[[ Document section, beginning ]]
Sproul on Reconciliation

I recently picked up a copy of R.C. Sproul’s book The Hunger for Significance: Seeing the image of God in Man. I bought it in preparation for attending Ligonier Ministry’s national conference. Unfortunately, as with most conferences and events in March, it was cancelled and the lectures were moved online. I was thankful to still listen to the speakers, even if not all of the scheduled topics happened.

But this book by Sproul, which I didn’t even know about until right before the conference, is a pleasant surprise. I’m partway through chapter 2 and am stuck by how Sproul talks about the word reconciliation. On page 63 he writes:

Reconciliation means bringing people together in peace – people who were once estranged from each other. Estrangement is the one indispensable ingredient for reconciliation, for without it no reconciliation is needed. Estrangement is the shattering blow that makes reconciliation necessary if peace is to be achieved and love restored.

R.C. Sproul

I don’t think I’ve thought of it that way, that estrangement is the thing reconciliation addresses in relationships. Sproul goes on to say that Christ’s mission as “made necessary by human estrangement” (p.64). Humanity’s alienation exists on three levels, he writes:

In the first instance, man is alienated from God. I note second instance, man is alienated from his fellow man. In the third instance, man is alienated from himself.

R.C. Sproul

I’ve read a number of existential psychologists and psychotherapists who say basically the same thing. Even many attachment theorists and therapists would see something similar about the human condition and the seriousness of estrangement’s impact in relationships. I think there’s a lot of common ground between Reformed theologians and some schools of psychology when it comes to exploring alienation, reconciliation, the imago dei and human nature.
[[ Document section, end ]]
**What this exercise asks**:
**A.** Say whether each statement below agrees with the post on Sproul and reconciliation. Answer yes or no for each, and quote the deciding words of the text exactly. (i) The Ligonier conference went ahead in person as scheduled. (ii) The writer had known about Sproul's book well before the conference. (iii) Sproul calls estrangement the one indispensable ingredient for reconciliation.
**B.** Reproduce a part of the post on Sproul and reconciliation word for word, beginning at the words "Reconciliation means bringing" and stopping after the words "and love restored.".
[[ Data for review, beginning ]]
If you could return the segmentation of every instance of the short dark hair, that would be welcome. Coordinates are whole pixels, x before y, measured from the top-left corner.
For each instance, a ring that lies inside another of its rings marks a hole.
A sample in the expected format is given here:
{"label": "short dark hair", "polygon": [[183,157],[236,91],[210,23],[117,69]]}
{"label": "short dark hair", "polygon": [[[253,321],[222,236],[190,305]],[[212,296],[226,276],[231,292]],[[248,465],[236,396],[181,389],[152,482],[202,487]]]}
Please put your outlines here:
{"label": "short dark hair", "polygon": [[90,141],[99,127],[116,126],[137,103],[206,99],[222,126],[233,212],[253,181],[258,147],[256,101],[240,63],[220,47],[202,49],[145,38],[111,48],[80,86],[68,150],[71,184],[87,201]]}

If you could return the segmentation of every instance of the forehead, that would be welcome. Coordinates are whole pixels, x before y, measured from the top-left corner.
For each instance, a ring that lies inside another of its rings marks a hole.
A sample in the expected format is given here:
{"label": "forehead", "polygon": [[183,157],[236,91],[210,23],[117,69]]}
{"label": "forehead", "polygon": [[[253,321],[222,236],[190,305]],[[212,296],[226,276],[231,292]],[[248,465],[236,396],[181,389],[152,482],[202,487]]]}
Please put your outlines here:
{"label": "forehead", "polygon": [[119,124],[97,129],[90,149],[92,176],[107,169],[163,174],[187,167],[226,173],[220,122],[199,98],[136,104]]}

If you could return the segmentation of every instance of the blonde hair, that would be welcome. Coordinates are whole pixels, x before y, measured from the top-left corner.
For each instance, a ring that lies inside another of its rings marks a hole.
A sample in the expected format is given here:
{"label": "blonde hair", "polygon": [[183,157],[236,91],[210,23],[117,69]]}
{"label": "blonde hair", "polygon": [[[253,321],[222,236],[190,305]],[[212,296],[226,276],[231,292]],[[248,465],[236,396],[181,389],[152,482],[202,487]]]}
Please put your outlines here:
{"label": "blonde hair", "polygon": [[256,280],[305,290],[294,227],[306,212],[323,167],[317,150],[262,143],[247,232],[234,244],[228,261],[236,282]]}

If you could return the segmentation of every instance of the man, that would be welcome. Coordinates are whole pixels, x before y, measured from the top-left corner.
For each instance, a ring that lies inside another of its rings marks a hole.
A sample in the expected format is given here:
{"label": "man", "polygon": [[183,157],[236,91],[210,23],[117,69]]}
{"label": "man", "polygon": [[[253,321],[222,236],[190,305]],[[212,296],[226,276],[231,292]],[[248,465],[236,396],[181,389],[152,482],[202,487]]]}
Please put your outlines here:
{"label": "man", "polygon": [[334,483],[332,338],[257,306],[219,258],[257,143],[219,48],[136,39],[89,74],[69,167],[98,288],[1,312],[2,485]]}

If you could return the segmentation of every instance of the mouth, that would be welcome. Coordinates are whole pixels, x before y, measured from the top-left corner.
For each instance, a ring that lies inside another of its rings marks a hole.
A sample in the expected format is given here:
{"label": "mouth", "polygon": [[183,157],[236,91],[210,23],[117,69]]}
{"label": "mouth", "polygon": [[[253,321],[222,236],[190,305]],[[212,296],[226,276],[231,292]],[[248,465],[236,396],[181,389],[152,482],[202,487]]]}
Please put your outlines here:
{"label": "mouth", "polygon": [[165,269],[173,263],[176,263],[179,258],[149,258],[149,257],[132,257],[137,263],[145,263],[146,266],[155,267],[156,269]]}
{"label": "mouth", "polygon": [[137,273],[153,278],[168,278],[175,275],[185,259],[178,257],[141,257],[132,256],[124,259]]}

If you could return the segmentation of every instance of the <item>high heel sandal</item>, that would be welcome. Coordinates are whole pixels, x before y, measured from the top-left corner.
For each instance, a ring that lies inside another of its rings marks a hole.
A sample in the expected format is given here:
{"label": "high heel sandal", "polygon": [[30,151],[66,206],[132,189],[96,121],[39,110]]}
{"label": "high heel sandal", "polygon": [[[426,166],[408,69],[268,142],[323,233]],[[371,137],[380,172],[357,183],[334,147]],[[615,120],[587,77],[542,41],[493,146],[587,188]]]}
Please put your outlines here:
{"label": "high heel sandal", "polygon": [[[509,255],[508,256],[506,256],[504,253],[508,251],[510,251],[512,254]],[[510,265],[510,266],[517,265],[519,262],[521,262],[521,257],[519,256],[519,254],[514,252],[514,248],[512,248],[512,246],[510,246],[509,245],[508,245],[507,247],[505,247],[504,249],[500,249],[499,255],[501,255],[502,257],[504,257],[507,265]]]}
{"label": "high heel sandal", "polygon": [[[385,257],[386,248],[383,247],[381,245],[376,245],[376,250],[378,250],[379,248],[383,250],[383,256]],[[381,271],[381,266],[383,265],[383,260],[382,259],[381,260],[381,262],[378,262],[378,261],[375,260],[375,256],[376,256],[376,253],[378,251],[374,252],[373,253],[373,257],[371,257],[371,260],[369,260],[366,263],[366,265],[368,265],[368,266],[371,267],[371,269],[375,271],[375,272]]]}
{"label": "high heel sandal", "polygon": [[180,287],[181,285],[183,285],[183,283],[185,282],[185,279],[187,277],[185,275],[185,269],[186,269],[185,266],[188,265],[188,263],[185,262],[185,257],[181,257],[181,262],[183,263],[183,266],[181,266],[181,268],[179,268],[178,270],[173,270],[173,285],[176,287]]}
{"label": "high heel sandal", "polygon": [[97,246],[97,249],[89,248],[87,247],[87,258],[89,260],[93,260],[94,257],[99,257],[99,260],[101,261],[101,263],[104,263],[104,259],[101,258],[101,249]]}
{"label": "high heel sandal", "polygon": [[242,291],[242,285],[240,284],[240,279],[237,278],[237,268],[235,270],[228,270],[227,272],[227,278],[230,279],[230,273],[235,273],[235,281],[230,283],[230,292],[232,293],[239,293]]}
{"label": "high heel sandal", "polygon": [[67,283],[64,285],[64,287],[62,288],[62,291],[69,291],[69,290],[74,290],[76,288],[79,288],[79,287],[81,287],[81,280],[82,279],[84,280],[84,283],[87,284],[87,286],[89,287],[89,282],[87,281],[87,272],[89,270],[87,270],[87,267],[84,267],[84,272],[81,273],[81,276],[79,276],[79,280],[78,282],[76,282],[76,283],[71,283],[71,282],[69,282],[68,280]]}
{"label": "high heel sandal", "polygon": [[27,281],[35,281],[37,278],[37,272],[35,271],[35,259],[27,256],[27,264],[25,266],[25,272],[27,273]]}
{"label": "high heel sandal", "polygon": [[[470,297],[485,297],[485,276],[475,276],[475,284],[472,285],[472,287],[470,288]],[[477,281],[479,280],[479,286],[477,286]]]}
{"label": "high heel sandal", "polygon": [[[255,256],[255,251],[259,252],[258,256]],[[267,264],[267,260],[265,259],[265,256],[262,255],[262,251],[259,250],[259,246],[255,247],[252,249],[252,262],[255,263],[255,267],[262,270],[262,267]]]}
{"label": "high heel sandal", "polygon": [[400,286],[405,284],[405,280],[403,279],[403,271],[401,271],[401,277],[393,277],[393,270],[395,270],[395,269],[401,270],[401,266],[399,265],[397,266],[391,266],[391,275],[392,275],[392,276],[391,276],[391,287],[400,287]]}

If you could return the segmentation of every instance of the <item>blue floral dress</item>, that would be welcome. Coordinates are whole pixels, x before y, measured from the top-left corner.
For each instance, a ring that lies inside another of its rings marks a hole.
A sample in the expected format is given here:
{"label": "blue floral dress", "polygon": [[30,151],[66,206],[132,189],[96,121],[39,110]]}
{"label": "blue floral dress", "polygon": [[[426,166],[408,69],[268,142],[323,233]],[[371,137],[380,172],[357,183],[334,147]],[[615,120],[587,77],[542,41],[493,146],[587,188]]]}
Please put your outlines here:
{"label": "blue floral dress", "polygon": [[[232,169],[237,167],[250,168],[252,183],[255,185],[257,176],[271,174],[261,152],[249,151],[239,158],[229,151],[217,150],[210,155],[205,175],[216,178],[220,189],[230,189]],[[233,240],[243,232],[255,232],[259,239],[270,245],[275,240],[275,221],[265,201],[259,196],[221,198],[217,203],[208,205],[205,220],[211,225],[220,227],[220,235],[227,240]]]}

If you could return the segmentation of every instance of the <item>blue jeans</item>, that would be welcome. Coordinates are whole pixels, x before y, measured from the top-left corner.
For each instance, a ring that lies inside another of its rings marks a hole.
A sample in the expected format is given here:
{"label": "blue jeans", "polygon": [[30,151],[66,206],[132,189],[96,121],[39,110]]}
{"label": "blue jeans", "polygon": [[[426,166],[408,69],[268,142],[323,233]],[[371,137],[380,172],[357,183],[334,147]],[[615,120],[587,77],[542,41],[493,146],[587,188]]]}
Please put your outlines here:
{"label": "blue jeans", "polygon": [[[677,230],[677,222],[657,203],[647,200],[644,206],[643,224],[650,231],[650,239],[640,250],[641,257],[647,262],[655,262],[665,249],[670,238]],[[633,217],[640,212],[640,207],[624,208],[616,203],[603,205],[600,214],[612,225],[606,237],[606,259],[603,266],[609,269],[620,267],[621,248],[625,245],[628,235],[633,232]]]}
[[ Data for review, end ]]
**Task solutions**:
**A.**
(i) No: "it was cancelled and the lectures were moved online."
(ii) No: "which I didn’t even know about until right before the conference"
(iii) Yes: "Estrangement is the one indispensable ingredient for reconciliation"

**B.**
Reconciliation means bringing people together in peace – people who were once estranged from each other. Estrangement is the one indispensable ingredient for reconciliation, for without it no reconciliation is needed. Estrangement is the shattering blow that makes reconciliation necessary if peace is to be achieved and love restored.